*Exercise aim*. In the lines below, from the line containing "One point lands on each instance of the white" through the last line, change every "position" to "location" and leave everything else untouched. Give back only those lines.

*Given records*.
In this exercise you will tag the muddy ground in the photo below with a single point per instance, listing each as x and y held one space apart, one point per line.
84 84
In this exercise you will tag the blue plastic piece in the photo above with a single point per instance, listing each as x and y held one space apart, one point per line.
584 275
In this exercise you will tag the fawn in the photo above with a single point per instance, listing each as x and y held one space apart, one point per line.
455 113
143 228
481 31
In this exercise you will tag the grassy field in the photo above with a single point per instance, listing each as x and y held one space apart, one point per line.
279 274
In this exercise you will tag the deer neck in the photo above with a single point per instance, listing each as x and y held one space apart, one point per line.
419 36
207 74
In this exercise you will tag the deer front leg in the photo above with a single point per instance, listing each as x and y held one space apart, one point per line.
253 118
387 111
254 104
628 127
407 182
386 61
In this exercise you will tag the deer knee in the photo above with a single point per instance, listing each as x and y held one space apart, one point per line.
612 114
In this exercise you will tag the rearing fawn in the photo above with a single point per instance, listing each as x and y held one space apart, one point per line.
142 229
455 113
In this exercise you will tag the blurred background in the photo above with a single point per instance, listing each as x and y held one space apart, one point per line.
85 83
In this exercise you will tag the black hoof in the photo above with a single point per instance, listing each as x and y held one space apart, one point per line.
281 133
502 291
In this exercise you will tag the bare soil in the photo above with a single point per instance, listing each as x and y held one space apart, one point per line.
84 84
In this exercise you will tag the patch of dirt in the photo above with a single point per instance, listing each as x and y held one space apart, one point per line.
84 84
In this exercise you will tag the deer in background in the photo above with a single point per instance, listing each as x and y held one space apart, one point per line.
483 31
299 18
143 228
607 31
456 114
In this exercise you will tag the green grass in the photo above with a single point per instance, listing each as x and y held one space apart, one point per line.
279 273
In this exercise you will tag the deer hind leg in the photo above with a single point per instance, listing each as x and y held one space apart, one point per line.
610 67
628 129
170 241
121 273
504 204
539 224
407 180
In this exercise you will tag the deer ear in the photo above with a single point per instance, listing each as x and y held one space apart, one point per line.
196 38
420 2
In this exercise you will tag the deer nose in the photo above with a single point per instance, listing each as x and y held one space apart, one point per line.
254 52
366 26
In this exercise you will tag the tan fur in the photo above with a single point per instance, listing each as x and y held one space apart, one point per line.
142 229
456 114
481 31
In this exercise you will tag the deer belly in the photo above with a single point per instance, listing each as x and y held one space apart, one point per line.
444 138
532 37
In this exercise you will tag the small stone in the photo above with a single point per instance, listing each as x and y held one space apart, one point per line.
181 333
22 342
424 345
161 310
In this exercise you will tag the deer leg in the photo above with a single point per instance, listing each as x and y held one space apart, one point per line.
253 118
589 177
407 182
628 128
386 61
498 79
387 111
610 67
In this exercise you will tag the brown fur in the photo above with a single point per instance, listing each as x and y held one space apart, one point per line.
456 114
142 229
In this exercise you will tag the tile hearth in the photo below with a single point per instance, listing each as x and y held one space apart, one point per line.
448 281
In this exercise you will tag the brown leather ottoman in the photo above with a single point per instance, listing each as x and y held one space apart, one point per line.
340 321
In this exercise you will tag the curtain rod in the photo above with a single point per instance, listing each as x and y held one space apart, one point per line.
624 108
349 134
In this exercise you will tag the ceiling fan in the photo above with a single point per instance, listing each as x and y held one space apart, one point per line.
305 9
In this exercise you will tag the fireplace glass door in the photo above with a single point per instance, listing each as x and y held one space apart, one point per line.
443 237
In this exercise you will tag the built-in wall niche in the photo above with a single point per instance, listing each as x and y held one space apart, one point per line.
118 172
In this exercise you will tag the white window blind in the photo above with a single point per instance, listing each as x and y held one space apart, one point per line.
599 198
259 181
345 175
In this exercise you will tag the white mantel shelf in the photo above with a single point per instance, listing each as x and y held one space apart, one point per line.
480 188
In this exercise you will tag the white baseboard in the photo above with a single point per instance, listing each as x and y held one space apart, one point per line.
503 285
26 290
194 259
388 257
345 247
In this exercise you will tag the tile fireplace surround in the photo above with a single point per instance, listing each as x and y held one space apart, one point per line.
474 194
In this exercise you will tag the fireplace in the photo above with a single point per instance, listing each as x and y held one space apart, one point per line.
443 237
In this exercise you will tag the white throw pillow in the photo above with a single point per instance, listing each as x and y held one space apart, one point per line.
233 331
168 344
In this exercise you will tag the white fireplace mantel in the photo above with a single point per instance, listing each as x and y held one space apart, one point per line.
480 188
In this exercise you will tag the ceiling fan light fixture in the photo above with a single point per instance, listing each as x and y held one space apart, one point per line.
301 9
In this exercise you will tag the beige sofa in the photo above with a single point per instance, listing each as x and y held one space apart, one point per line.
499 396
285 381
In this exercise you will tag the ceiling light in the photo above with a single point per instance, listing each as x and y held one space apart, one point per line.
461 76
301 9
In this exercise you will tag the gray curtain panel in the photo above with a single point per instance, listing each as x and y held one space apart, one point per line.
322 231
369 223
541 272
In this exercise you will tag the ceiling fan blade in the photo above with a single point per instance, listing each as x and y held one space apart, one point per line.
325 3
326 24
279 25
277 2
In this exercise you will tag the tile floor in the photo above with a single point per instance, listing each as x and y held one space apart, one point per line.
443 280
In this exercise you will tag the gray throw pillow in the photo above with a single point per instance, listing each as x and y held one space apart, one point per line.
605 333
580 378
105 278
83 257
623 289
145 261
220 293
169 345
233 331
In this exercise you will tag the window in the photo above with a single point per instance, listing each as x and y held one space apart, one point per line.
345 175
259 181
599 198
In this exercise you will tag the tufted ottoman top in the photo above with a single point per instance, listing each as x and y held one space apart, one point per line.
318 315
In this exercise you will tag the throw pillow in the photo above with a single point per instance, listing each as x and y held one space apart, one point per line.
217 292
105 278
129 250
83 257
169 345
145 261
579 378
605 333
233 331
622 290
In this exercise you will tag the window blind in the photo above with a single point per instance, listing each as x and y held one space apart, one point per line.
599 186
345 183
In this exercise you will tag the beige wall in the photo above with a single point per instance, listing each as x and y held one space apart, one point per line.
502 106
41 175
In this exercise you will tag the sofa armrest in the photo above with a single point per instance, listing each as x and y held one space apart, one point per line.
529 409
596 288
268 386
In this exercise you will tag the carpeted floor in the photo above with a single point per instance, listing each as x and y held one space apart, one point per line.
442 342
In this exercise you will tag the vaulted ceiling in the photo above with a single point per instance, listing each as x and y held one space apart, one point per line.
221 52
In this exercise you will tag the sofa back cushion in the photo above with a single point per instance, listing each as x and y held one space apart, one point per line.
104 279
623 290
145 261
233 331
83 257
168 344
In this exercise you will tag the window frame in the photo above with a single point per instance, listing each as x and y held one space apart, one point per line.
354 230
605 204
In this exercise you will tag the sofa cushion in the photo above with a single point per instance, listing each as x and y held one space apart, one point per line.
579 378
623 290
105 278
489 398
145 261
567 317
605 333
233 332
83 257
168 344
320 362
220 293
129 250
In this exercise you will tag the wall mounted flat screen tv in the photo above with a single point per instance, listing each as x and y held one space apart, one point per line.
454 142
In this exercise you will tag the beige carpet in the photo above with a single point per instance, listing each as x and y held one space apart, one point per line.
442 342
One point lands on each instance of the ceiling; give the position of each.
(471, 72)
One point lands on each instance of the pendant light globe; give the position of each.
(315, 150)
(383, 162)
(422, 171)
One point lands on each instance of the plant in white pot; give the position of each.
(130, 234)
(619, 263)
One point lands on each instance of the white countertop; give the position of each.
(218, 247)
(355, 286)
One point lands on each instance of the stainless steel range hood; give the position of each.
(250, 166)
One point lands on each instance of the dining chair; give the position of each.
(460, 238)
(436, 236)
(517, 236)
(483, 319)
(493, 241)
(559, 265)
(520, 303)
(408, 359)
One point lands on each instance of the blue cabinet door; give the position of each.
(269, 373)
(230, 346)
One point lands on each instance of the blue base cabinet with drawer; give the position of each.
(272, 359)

*Response to the task*.
One point lands on each instance of the white countertop; give the location of each.
(218, 247)
(355, 286)
One point lands on each instance of the stainless steel range hood; give the location of each.
(250, 166)
One point lands on each instance of the dining chair; give the location of each.
(460, 238)
(436, 236)
(517, 236)
(483, 319)
(493, 241)
(559, 265)
(520, 303)
(408, 359)
One point lands on each instance of the blue cabinet door; give the location of each.
(269, 373)
(230, 346)
One point lands on each instance of the blue base cabinet with drawer; give the location of each.
(272, 359)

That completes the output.